Problems to work on:
1. In the PharmaOCR description, which file holds the dedup pass that filters repeated lines?
2. Quote the PharmaOCR description between "Pharmaceutical documents (prescriptions, labels, package" and "that need re-OCR.", inclusive.
3. Extend the PharmaOCR description from where it stops.

___ Passage shown

Streamlit app that extracts text from pharmaceutical PDFs using a local vision-language model (IBM Granite-Docling 258M) running on Ollama.
Pharmaceutical documents (prescriptions, labels, package inserts) are often scanned PDFs whose text is locked inside images. PharmaOCR runs a small, locally-hosted VLM end-to-end on those PDFs — no cloud calls, no API keys — and returns clean, page-aware markdown plus a confidence panel so a reviewer can quickly spot pages that need re-OCR.
PDF flows through Docling's VLM pipeline; Granite-Docling runs locally via Ollama; a deduplication pass strips repeated-line hallucinations before rendering.
flowchart LR
A[PDF Upload<br/>Streamlit] --> B[Docling<br/>DocumentConverter]
B --> C[Granite-Docling 258M<br/>via Ollama]
C --> D[Per-Page Text<br/>Extraction]
D --> E[Dedup Filter<br/>repeated lines]
E --> F[Markdown + Per-Page<br/>Confidence Panel]
- VLM: ibm-granite/granite-docling-258M — 258M-parameter vision-language model
- OCR pipeline: Docling
VlmPipeline+DocumentConverter - Local runtime: Ollama (default, faster CPU inference) — falls back to PyTorch + Transformers
- Frontend: Streamlit
- Data models: Pydantic
- Extracts page-level markdown from multi-page pharmaceutical PDFs without sending data to any external API.
- Runs on CPU at usable latency thanks to Ollama (vs. the heavier PyTorch/Transformers path).
- Filters Granite-Docling's most common failure mode (repeating the same line many times in a row) via a simple counter-based dedup pass in
pharmaocr/scoring.py.
No formal accuracy benchmark has been committed yet — see Limitations.
PharmaOCR/
├── main.py # Streamlit entry point + 4-step progress UI
├── pharmaocr/
│ ├── config.py # ModelConfig (preset + ollama toggle)

______
___ Data supplied

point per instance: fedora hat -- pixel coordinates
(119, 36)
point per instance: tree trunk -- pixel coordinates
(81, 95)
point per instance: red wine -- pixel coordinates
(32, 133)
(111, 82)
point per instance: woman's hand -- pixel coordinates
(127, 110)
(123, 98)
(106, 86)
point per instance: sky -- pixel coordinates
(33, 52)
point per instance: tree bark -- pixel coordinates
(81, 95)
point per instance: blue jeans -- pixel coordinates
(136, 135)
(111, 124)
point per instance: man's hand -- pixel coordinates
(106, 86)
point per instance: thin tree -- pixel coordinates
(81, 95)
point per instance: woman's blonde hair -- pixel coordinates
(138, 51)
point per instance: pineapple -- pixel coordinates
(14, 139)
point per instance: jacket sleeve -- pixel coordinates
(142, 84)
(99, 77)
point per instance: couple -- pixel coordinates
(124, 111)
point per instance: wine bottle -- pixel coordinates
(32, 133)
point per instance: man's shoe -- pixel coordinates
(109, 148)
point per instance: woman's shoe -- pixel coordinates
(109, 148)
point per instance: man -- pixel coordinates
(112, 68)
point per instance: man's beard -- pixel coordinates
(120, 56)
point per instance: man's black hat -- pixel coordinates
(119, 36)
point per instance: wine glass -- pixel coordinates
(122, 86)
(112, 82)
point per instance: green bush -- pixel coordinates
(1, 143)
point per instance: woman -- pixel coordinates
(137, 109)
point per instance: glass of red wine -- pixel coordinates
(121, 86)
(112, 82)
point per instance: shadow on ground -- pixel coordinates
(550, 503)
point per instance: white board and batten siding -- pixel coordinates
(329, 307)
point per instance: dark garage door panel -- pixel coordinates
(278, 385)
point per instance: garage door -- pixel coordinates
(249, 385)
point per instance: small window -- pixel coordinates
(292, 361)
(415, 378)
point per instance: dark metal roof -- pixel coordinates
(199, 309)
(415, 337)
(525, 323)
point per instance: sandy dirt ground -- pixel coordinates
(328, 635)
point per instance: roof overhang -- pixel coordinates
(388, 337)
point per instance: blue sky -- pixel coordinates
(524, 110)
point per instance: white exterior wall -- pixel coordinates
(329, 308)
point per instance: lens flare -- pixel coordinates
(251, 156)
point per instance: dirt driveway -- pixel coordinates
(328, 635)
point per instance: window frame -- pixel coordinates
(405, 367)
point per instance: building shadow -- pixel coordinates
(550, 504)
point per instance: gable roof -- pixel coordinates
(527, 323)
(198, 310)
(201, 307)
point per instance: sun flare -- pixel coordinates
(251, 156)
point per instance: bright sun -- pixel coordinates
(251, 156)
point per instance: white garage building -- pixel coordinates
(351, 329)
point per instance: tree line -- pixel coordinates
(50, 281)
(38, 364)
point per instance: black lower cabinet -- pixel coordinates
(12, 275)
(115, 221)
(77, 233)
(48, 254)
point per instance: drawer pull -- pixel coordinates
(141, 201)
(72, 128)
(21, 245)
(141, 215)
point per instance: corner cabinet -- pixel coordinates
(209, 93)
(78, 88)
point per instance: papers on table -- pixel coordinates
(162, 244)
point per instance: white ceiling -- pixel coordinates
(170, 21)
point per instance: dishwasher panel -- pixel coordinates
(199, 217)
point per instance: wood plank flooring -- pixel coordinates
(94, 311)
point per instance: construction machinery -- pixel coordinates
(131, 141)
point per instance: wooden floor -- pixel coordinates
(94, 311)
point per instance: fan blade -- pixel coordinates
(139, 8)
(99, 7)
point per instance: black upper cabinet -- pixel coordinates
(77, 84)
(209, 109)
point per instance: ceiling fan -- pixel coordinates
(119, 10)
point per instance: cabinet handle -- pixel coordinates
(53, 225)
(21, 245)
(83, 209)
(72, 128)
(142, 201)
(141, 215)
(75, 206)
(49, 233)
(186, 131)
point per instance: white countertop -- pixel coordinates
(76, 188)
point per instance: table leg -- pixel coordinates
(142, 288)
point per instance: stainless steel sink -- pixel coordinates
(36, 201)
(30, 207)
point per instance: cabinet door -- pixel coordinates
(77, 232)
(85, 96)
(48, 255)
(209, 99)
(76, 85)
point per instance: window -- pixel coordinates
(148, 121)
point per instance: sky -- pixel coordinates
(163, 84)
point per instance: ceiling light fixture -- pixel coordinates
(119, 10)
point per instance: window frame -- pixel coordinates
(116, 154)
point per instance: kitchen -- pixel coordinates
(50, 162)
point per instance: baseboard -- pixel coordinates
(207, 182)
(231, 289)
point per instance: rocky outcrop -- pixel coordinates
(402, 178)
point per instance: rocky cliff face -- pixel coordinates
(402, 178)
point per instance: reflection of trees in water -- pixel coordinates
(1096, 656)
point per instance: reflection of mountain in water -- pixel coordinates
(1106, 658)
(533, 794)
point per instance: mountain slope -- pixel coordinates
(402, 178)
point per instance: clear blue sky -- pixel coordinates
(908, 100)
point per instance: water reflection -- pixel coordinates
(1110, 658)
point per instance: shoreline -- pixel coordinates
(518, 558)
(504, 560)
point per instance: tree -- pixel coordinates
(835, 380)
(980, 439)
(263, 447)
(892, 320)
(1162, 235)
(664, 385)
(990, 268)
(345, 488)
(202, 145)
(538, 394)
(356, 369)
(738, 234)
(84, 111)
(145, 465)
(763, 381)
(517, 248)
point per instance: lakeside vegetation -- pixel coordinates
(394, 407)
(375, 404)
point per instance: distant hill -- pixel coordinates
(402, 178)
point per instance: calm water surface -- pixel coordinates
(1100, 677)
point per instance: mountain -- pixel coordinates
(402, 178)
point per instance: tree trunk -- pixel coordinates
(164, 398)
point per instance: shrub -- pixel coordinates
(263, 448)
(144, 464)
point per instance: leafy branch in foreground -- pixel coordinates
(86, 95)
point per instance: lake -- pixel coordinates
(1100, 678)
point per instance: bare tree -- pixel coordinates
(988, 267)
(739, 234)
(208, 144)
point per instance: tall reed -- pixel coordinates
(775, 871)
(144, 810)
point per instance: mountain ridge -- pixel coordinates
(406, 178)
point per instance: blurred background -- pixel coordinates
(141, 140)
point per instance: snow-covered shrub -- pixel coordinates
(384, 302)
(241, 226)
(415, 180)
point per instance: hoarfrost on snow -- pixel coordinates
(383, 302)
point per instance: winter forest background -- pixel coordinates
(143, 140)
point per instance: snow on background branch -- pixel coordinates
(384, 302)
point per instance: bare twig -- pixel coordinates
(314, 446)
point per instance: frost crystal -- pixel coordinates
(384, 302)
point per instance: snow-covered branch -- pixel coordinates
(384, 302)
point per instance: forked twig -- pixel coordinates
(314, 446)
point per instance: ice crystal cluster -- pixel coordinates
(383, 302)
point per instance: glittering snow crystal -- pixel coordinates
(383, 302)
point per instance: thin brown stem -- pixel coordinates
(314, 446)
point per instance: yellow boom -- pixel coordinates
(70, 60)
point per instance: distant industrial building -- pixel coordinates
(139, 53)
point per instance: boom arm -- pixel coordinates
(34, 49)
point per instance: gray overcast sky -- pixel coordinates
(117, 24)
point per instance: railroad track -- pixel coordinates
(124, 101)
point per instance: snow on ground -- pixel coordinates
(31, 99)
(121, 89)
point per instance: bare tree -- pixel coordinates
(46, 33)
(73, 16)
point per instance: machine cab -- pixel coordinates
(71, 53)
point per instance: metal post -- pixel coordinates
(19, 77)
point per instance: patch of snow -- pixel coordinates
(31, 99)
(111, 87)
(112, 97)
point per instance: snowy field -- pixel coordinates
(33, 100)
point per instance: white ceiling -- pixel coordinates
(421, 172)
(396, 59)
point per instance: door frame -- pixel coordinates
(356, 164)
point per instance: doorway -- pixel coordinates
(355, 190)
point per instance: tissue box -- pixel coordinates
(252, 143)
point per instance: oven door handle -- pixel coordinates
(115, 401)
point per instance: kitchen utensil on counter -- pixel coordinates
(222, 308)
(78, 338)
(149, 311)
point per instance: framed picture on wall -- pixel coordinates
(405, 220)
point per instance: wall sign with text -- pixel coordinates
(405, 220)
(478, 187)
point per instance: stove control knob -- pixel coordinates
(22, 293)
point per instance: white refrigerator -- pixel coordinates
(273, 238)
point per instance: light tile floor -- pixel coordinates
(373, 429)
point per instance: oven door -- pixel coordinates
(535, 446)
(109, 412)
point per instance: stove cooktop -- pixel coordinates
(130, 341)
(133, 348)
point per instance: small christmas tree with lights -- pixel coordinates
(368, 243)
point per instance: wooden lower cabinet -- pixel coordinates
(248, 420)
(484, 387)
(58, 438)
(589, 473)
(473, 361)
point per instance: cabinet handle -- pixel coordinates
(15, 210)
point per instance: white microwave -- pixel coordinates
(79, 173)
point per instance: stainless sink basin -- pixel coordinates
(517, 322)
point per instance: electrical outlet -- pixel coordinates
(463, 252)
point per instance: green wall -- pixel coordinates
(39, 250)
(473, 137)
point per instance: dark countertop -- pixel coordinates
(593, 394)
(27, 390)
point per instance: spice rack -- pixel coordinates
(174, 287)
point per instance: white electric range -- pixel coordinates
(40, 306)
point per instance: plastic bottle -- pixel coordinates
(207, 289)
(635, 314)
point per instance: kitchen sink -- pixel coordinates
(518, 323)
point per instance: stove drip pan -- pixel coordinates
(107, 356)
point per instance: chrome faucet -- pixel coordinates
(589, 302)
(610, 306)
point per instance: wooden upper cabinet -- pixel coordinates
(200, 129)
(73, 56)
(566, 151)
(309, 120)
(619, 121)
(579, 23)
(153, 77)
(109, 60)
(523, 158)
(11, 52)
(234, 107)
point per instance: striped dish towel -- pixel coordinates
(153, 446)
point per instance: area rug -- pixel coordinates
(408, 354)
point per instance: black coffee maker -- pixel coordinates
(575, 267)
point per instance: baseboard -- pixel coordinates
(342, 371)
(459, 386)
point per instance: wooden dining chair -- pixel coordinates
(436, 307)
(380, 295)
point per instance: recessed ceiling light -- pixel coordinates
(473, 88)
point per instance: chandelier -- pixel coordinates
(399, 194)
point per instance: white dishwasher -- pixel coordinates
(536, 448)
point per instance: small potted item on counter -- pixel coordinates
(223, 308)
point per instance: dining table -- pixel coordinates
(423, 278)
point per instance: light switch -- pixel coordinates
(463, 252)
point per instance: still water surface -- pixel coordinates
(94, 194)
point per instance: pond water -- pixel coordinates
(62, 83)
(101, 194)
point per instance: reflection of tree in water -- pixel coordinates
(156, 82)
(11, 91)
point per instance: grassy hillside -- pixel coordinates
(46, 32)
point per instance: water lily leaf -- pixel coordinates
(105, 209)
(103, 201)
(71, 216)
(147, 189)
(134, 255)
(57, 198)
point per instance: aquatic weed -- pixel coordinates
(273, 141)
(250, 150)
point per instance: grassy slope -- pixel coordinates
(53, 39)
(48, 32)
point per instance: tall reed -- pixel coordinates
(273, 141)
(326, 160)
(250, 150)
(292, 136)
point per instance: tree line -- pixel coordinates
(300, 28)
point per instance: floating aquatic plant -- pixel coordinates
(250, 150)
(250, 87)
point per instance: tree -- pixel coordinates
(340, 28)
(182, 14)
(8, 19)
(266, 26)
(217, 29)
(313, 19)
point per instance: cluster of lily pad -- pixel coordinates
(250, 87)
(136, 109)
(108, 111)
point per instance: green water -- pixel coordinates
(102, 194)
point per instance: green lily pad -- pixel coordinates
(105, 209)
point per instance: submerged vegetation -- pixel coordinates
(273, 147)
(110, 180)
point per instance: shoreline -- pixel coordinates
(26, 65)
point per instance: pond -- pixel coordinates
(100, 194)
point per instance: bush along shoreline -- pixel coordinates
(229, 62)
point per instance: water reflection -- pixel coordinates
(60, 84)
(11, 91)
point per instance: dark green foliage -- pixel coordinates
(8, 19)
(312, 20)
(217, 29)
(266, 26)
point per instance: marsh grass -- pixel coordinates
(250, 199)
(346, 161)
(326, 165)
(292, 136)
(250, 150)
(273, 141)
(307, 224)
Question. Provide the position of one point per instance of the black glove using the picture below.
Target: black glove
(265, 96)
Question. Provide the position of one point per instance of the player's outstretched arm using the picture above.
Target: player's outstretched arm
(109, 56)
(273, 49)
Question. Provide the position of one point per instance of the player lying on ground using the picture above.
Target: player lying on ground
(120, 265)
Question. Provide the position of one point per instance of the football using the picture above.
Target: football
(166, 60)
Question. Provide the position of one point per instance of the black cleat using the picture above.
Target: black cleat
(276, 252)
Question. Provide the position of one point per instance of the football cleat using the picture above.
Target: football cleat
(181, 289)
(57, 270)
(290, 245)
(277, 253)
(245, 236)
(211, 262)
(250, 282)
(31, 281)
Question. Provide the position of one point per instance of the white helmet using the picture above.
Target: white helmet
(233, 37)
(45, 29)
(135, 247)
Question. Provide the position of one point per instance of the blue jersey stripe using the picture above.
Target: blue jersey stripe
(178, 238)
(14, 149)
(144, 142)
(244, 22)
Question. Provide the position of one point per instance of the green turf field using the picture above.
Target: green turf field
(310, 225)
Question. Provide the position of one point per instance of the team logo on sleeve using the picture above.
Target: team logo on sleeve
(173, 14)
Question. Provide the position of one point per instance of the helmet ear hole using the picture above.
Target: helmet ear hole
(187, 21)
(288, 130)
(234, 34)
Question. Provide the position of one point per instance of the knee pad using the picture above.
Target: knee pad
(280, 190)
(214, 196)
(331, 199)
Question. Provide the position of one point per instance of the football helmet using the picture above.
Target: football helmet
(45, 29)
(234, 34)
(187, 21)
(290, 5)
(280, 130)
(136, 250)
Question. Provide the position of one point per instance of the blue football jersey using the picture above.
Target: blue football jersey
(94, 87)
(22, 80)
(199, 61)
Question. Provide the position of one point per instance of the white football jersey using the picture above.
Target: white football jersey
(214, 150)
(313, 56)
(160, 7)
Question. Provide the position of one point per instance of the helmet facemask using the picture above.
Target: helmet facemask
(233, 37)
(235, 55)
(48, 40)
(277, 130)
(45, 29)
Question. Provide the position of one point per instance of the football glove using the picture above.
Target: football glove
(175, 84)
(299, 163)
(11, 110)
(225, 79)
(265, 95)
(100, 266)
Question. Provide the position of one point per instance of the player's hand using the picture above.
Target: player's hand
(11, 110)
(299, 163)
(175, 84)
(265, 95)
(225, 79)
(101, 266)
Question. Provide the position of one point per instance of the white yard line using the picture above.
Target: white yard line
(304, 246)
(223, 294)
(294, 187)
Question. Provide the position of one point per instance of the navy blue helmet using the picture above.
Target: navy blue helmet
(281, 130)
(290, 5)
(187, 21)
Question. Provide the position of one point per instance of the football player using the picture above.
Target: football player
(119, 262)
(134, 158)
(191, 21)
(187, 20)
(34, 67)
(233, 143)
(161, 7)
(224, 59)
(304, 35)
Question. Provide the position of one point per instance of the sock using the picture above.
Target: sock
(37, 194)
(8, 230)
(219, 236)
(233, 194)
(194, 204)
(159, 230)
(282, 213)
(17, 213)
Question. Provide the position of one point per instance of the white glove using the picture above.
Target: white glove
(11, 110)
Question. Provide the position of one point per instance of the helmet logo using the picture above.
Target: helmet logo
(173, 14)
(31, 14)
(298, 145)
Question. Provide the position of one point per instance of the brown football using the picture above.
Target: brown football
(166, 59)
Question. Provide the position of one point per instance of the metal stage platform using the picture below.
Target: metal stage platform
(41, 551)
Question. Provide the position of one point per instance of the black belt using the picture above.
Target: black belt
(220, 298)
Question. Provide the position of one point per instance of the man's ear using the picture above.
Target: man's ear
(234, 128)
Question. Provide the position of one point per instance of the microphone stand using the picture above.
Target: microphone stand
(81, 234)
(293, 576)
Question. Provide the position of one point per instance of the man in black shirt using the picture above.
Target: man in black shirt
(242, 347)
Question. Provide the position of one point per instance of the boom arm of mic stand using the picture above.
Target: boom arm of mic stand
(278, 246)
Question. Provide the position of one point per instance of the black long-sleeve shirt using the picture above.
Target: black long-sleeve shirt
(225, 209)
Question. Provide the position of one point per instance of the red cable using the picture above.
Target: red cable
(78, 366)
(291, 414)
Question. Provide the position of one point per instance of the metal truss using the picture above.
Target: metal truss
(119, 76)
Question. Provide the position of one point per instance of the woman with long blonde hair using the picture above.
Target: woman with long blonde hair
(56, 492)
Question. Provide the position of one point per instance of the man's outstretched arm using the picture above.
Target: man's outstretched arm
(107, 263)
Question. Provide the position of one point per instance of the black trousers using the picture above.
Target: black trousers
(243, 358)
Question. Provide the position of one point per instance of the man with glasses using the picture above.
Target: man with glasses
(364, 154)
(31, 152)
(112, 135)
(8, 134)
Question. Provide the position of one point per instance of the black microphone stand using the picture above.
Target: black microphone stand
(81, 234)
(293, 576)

______

Answers per task:
1. pharmaocr/scoring.py

2.
Pharmaceutical documents (prescriptions, labels, package inserts) are often scanned PDFs whose text is locked inside images. PharmaOCR runs a small, locally-hosted VLM end-to-end on those PDFs — no cloud calls, no API keys — and returns clean, page-aware markdown plus a confidence panel so a reviewer can quickly spot pages that need re-OCR.

3.
│ ├── engine.py # Builds DocumentConverter w/ VlmPipeline
│ ├── scoring.py # Dedup + (placeholder) confidence grading
│ ├── models.py # Pydantic: PageResult, DocumentResult
│ └── ui/components.py # Streamlit upload / results / confidence panel
├── test_pipeline.py # Headless smoke test against a local PDF
└── requirements.txt
python -m venv .venv
.venv\Scripts\activate # Windows
pip install -r requirements.txt
# Pull the model into Ollama (one-time)
ollama pull ibm/granite-docling:258m
streamlit run main.pyTo bypass Ollama and run on PyTorch/Transformers directly, set use_ollama=False in pharmaocr/config.py.
- Confidence scoring is currently a placeholder.
pharmaocr/scoring.pyreturnsconfidence=0.0/grade=POORfor every page. The UI panel is wired up but not yet meaningful — implementing real per-page confidence (e.g. from VLM token logprobs) is the next planned step. - Hallucination filter is line-exact, not semantic. It catches Granite-Docling's stutter pattern (same line repeated 3+ times) but won't flag plausible-but-wrong extractions.
- No committed benchmark. Sample PDFs live under
ressources/(gitignored). Adding a small public test set with ground-truth markdown is the right next move before claiming accuracy numbers. - Local-only. No cloud deployment — by design, since pharma documents are often sensitive — but it does mean each user needs Ollama installed.